TASK TO COMPLETE -
Keeping every word and mark, copy all of the data.

=== DATA RECORDS ===

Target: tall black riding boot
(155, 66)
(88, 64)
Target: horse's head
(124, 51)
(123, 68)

===

RESULT -
Target: tall black riding boot
(155, 66)
(88, 64)
Target: horse's head
(124, 51)
(123, 68)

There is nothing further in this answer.